Description of the task | In the Shavuot article, what is the literal translation of the name "Shavuot"?

Document |
☆ ☆ ☆ ☆ ☆ ☆ ☆

Shavuot | Journey To Sinai
Updated: Apr 24
Sometimes one phrase can capture the essence of something. That, of course, is the great skill of marketing. Great marketers know how to sum up the essence of a product in a catch phrase or a product name. On a deeper level, this is why names are important. They capture the essence of a thing.
We are approaching the festival of Shavuot. What does the name, “Shavuot”, mean? Where does it originate? How does it capture the essence of the festival?
We know that, as with everything named in the Torah, the names of the festivals reflect their essence. So Pesach, Passover, refers to the way we were miraculously brought forth from Egypt, G-d passing over the houses of the Jews in Egypt, saving us from the hands of our oppressors, and bringing us to freedom. Succot refers to the mitzvah of dwelling in a sukkah – the booths we lived in, under G-d’s protection, in the desert. The same applies to Rosh Hashanah – the New Year, and Yom Kippur – the Day of Atonement. All of these names reflect the essence of the festival.
Shavuot is the festival which celebrates the anniversary of the giving of the Torah. On the 6th of Sivan in the year 2448, exactly 3328 years ago, and exactly fifty days after we’d left Egypt, we stood at the foot of Mount Sinai and received the Torah from G-d. The question is, how does the name “Shavuot” capture this essence ?
Literally translated, Shavuot means “weeks”. It relates to a mitzvah which we are fulfilling at the moment – the counting of the Omer. This is the 49 days – seven weeks – we count between Pesach and Shavuot, corresponding with the period between leaving Egypt and receiving the Torah. (We count both the days and the weeks – for example, on day 10, we say “Today is ten days, which are one week and three days, of the Omer”.) The night of the 50th day is Shavuot, which we don’t count.
Why is the festival itself named “Weeks”? One idea I came across a few years ago is that it is to emphasise the preparation and the journey towards accepting the Torah, rather than the destination. Incorporating Torah into our lives is a journey, an ongoing process.
We see this idea alluded to in the name given to Torah law. It’s called “halachah” – literally, “walking”. And indeed there are many phrases in the Chumash (the Five Books of Moses), that refer to this idea of “walking” in the commandments. Just two weeks ago, at the beginning of parshat Bechukatai, we read, “Im Bechukotai Teileichu…”, “If you will walk in My statutes..”. The Torah is telling us the importance of walking, of journeying; that the journey is more important than the destination. But what kind of journey are we talking about?

☆ ☆ ☆ ☆ ☆ ☆ ☆

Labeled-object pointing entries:

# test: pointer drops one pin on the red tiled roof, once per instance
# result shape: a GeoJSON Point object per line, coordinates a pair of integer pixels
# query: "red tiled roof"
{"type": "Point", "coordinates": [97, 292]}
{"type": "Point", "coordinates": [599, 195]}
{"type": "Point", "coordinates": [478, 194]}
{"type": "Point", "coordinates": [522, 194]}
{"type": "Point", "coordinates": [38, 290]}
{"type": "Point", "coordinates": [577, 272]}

☆ ☆ ☆ ☆ ☆ ☆ ☆

Worked answer | "Weeks."